> Passage shown:
Abstract
Diabetes mellitus induces a decrease in sodium potassium-adenosine triphosphatase (Na+/K+- ATPase) activity in several tissues in the rat and red blood cells (RBC) and nervous tissue in human patients. This decrease in Na+/K+- ATPase activity is thought to play a role in the development of long term complications of the disease. Angiotensin enzyme inhibitors (ACEi) and angiotensin-II receptor antagonists (ARBs) reduce proteinuria and retard the progression of renal failure in patients with IDDM and diabetic rats. We investigated the effects of captopril and losartan, which are used in the treatment of diabetic nephropathy, on Na+/K+- ATPase activity. Captopril had an inhibitory effect on red cell plasma membrane Na+/K+ ATPase activity, but losartan did not. Our study draws attention to the inhibitory effect of captopril on Na+/K+ ATPase activity. Micro and macro vascular complications are preceeding mortality and morbidity causes in diabetes mellitus. There is a strong relationship between the decrease in Na+/K+ ATPase activity and hypertension. The non-sulphydryl containing ACEi and ARBs must be the choice of treatment in hypertensive diabetic patients and diabetic nephropathy.

> Dataset extract:
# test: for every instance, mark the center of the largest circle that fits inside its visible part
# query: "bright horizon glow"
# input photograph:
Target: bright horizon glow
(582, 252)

> What you have to do:
Resume the abstract on captopril, losartan, and Na+/K+-ATPase activity from its final sentence.

> Written reply:
Introduction
Diabetic nephropathy is a clinical syndrome characterised by persistent albuminuria, a relentless decline in glomerular filtration rate (GFR), and elevated systemic blood pressure. The prevalence of abnormality is aproximately 40% in patients with both insulin-dependent diabetes mellitus (IDDM) and non-isulin-dependent diabetes mellitus (NIDDM) [Citation1]. Several studies have shown that certain classses of antihypertensive medications can reduce the risk of developing diabetic nephropathy. Current literature supports the use of angiotensin-converting enzyme inhibitors (ACEIs), angiotensin-II receptor blockers (ARBs), and the non-dihydropyridine calcium channel blockers (NCCBs), verapamil and diltiazem, in diabetic patients at risk to developing nephropathy [Citation2].
ACE (EC.3.4.15.1, kininase II), a zinc-requiring metalloenzyme and membrane bound glycoprotein localized mainly in the endothelial cells of pulmonary capillaries, catalyzes the cleavage of histidyl-leucine from the carboxyl-terminal of angiotensin-I, yielding an octapeptide angiotensin II, a known potent vasoconstrictor in the human body. Diabetes is associated with alterations in glomerular filtration rate, kidney mass and renal function, which may elevate blood pressure through altering endogenous fluid and electrolyte balance. This data indicates that an increase in blood pressure is connected with levels of serum ACE activity in diabetes mellitus. High levels of serum ACE activity are also somehow related to the complications of diabetes [Citation3]. Streptozotocin (STZ) is used to induce experimental diabetes in animals and for the treatment of patients with insulinoma [Citation4].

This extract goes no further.